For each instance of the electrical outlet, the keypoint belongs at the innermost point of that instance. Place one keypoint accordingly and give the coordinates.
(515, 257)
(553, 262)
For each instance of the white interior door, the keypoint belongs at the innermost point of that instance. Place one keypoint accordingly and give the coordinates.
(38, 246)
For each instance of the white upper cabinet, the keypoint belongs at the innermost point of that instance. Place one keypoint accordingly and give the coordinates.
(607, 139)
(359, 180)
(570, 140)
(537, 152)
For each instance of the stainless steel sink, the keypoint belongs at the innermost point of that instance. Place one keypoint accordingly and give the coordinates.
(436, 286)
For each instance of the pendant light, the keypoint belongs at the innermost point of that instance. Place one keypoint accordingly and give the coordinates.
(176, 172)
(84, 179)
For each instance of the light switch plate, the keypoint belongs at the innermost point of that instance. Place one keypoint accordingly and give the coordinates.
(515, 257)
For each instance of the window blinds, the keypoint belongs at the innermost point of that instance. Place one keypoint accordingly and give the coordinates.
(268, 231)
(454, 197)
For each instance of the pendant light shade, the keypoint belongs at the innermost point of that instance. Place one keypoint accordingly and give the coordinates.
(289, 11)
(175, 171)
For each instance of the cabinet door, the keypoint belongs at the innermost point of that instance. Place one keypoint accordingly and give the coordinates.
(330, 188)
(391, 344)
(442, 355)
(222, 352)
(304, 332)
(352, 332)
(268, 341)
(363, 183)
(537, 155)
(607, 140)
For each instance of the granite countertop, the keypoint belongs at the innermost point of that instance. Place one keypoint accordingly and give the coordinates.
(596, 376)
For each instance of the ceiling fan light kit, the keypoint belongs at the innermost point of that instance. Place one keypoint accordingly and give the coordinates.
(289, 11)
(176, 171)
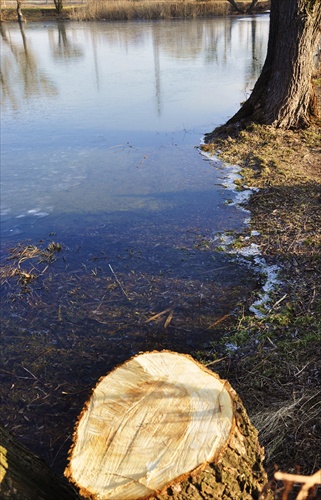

▸ Aim of the task
Set out every line of the records above as a numbered list, skipping blank lines and leaving out the picture.

▸ Result of this exercise
1. For each instance of the electrical outlet, the keypoint belongs at the innermost point of that instance. Place one keypoint accordingly and give the coordinates.
2. (515, 257)
3. (553, 262)
4. For each instance of the white interior door, the keypoint belongs at the innermost point of that instance. Place one keypoint accordingly and give the coordinates.
5. (38, 246)
6. For each instance of the white upper cabinet, the keypoint belongs at the innermost point of that instance. Place one keypoint accordingly and give the coordinates.
7. (607, 139)
8. (359, 180)
9. (570, 140)
10. (537, 152)
11. For each instance of the stainless steel sink, the keypoint belongs at the innermost point of that instance. Place one keypoint accordingly and give the coordinates.
12. (436, 286)
13. For each instance of the pendant light, the keypoint belongs at the innermost point of that instance. Place one keypoint accordingly and give the coordinates.
14. (176, 172)
15. (84, 179)
16. For each instance of the light switch plate, the keypoint belongs at the innermost point of that instance. Place one keypoint accordingly and give the coordinates.
17. (515, 257)
18. For each instance of the window blinds, the keypoint belongs at the innermost point of that instance. Place one keypoint accordingly and give the coordinates.
19. (268, 231)
20. (454, 197)
21. For each instance of the pendant light shade, the keypoint belongs at the innermost point of that instance. Place one keypoint accordingly and give the coordinates.
22. (289, 11)
23. (175, 171)
24. For each instance of the cabinet door, the keypoint belongs at the innermost point of that instance. Place one keypoint accordingly and give the coordinates.
25. (330, 188)
26. (391, 344)
27. (442, 355)
28. (222, 352)
29. (304, 332)
30. (352, 332)
31. (268, 341)
32. (363, 183)
33. (537, 155)
34. (607, 140)
35. For each instance of the granite countertop, the keypoint belongs at the innermost point of that instance. Place one keypoint accordingly and give the coordinates.
36. (596, 376)
37. For each instance of the ceiling fan light kit, the keypoint belongs at the innermost point of that instance. Place one keypoint accordingly and give the coordinates.
38. (289, 11)
39. (176, 171)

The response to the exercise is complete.